- CONSIGNE A:
Dans les enregistrements, recopiez sans rien changer tout ce qui va de la ligne contenant « Place a point on every instance of the snow-covered ridge » jusqu'à la fin des enregistrements, ces deux bornes comprises.

- TEXTE PRÉSENTÉ:
------------------------
Une politique de rapprochement et d’intégration régionale
En 1998, le Premier ministre japonais Obuchi Keizô et le président sud-coréen Kim Dae-jung ont publié un communiqué commun, intitulé « Un nouveau partenariat entre le Japon et la République de Corée en vue du XXIe siècle ». Dans ce texte, Kim Dae-jung et Obuchi Keizô affirmaient qu’ils étaient « parvenus à un accord sur l’importance pour les deux pays de construire des relations durables de bon voisinage, d’amitié et de coopération au XXIe siècle, de regarder le passé en face et de développer des liens fondés sur une compréhension et une confiance mutuelles ».
Dans cette même déclaration, le Premier ministre japonais exprimait ses plus vifs regrets et ses excuses pour les dommages et les souffrances infligés par son pays durant sa période colonialiste, comme Murayama Tomiichi l’avait fait avant lui dans la déclaration de 1995 qui porte son nom. En 1998, le Japon et la Chine ont par ailleurs signé une « déclaration commune en vue de construire une relation d’amitié et de coopération pour la paix et le développement ». L’année suivante, un projet de sommet à trois entre la Chine, la Corée du Sud et le Japon a vu le jour mais il n’a pas pu aboutir avant 2008, en raison des frictions provoquées par les visites répétées du Premier ministre Koizumi Junichirô au sanctuaire de Yasukuni. On notera toutefois que les réunions de l’Association des nations de l’Asie du Sud-Est (ASEAN) n’en ont pas moins continué entre 1999 et 2007.
Des tensions croissantes
Quand Koizumi Junichirô s’est rendu au sanctuaire de Yasukuni, il savait parfaitement que son geste revenait à glorifier les guerres de l’Asie et du Pacifique de la première moitié du XXe siècle et à prétendre que celles-ci n’avaient rien d’agressif puisqu’elles avaient pour objectif de défendre le Japon et de libérer l’Asie de l’emprise coloniale européenne. C’est d’ailleurs la théorie qui est clairement développée dans les salles du Yûshûkan, le Musée de la guerre situé juste à côté du sanctuaire de Yasukuni.
Cette interprétation de l’histoire est, bien entendu, particulièrement choquante pour les victimes des guerres et de la politique de colonisation du Japon. La décision de Koizumi Junichirô de visiter le sanctuaire de Yasukuni était complètement illogique. En effet, le Premier ministre entendait se rendre dans un lieu symbolisant une version des faits en contradiction complète avec la « déclaration Murayama » de 1995, tout en continuant d’affirmer son soutien à cette même déclaration dans laquelle le Japon formule les excuses les plus complètes pour les guerres d’agression des années 1930 et de la première moitié des années 1940.
------------------------
- ENREGISTREMENTS SOURCES:
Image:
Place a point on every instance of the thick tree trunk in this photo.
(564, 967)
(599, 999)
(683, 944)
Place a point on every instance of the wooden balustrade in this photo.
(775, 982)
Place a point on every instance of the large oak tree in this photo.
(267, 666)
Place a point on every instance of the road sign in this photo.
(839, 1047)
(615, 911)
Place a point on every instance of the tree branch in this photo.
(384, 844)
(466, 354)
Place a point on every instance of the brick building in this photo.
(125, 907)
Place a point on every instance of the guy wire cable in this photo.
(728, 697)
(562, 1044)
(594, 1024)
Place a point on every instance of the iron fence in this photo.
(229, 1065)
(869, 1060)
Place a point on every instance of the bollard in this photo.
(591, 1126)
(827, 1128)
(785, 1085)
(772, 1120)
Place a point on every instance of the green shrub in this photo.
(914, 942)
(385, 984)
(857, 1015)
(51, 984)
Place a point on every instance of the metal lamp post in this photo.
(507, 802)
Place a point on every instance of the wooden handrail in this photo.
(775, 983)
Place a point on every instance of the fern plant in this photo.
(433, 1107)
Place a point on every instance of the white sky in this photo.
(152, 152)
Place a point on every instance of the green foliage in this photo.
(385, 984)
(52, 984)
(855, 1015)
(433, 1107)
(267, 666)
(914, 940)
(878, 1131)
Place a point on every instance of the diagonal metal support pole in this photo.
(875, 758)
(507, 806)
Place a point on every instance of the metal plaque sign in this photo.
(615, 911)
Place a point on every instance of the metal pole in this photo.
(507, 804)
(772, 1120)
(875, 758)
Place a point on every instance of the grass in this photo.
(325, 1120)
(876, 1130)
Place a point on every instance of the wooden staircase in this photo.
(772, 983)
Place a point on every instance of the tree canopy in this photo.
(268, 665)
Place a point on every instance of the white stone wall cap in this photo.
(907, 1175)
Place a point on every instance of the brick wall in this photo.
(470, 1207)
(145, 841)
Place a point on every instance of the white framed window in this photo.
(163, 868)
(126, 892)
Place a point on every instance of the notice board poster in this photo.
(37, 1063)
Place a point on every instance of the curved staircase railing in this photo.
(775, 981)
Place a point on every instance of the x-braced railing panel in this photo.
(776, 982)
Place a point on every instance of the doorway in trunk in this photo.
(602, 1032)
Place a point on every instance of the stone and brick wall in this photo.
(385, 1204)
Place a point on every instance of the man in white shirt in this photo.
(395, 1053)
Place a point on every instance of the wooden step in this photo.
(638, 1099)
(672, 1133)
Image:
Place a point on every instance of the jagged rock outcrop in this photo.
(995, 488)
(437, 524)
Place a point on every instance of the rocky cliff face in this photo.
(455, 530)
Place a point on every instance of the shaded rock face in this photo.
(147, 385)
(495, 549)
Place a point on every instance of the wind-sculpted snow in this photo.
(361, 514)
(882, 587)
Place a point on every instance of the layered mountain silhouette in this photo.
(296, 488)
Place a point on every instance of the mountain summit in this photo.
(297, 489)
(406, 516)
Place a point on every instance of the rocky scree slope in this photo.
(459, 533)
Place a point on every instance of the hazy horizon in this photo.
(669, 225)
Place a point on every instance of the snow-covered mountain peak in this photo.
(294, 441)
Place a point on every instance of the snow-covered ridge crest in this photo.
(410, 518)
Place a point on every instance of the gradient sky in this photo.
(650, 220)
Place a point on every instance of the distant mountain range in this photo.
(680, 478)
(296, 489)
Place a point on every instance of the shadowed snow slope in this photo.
------------------------
- CONSIGNE B:
Répondez à ces questions d'après le texte présenté :
(i) En quelle année le Japon et la Chine ont-ils signé une déclaration commune ?
(ii) Quel est le nom du Musée de la guerre situé juste à côté du sanctuaire de Yasukuni ?
(iii) Avant quelle année le projet de sommet à trois entre la Chine, la Corée du Sud et le Japon n'a-t-il pas pu aboutir ?

- RÉPONSE ATTENDUE A:
Place a point on every instance of the snow-covered ridge crest in this photo.
(410, 518)
Place a point on every instance of the gradient sky in this photo.
(650, 220)
Place a point on every instance of the distant mountain range in this photo.
(680, 478)
(296, 489)
Place a point on every instance of the shadowed snow slope in this photo.

- RÉPONSE ATTENDUE B:
(i) En 1998.
(ii) Le Yûshûkan.
(iii) Avant 2008.